• Selected passage:
Susan Thompson Buffett (June 15, 1932 – July 29, 2004) was an American activist for the causes of civil rights, abortion rights and birth control, and the first wife of investor Warren Buffett. She was a director of Berkshire Hathaway, owning 2.2 percent of the company worth about $3 billion at the time of her death, making her the 153rd richest person in the world. She was president of the Buffett Foundation, which has contributed millions of dollars to educational groups, medical research, family planning groups and other charities.

Biography
Susan was born in Omaha, Nebraska, and graduated from Omaha Central High School. Her father, William Hertzog Thompson, was a minister, psychologist, dean at the University of Nebraska-Omaha, and one-time campaign manager for Howard Buffett.

Though her parents and Warren's knew one another, they met at Northwestern University, via Susan's roommate Roberta Buffett, Warren's sister.

Susan and Warren married in 1952 at the Dundee Presbyterian Church in Omaha. They had three children together: Susan (born July 30, 1953), Howard (born December 16, 1954), and Peter (born May 4, 1958).

She occasionally performed hit classics from the early 1970's cabaret singer and, in 1977, had a one-night performance at an Omaha theater. Encouraged by songwriter/musician Neil Sedaka to pursue a singing career, she left her husband and moved to San Francisco.  She started out living in a small apartment in Gramercy Tower on Nob Hill.  Later she moved into a large condominium on Broadway near Scott Street in Pacific Heights with views of the Golden Gate Bridge and Alcatraz. She remained married and on good terms with her husband, vacationing together with him and spending time assisting charitable groups.  She performed in New York and released several CDs. According to Roger Lowenstein's 1995 Random House biography, Buffett: The Making of an American Capitalist, while Warren had encouraged Susan to pursue her career in music, he was heartbroken by her move.

[Stored data entries]
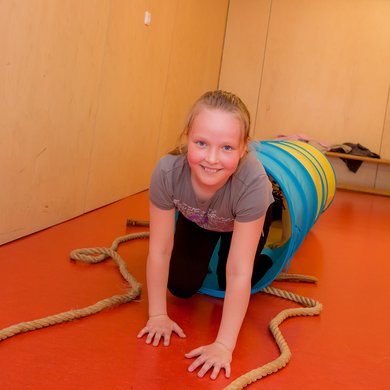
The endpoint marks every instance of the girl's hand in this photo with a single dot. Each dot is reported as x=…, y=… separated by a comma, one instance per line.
x=158, y=327
x=215, y=355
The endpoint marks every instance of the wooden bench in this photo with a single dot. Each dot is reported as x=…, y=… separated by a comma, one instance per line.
x=370, y=160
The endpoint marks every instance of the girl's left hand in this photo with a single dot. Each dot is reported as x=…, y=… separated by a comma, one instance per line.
x=215, y=355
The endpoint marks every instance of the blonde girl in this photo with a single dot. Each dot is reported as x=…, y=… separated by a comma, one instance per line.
x=219, y=191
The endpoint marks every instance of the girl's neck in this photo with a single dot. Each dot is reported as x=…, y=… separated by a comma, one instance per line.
x=203, y=193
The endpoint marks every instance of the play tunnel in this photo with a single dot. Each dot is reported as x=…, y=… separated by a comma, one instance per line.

• To do:
1. Reproduce verbatim the part of the Susan Thompson Buffett text that begins at the words "Susan Thompson Buffett" and ends after the words "and other charities.".
2. List every child of Susan and Warren Buffett named in the Susan Thompson Buffett text, with each one's birth date.
None of the data is needed here.

• Results by task:
1.
Susan Thompson Buffett (June 15, 1932 – July 29, 2004) was an American activist for the causes of civil rights, abortion rights and birth control, and the first wife of investor Warren Buffett. She was a director of Berkshire Hathaway, owning 2.2 percent of the company worth about $3 billion at the time of her death, making her the 153rd richest person in the world. She was president of the Buffett Foundation, which has contributed millions of dollars to educational groups, medical research, family planning groups and other charities.

2.
Susan (born July 30, 1953)
Howard (born December 16, 1954)
Peter (born May 4, 1958)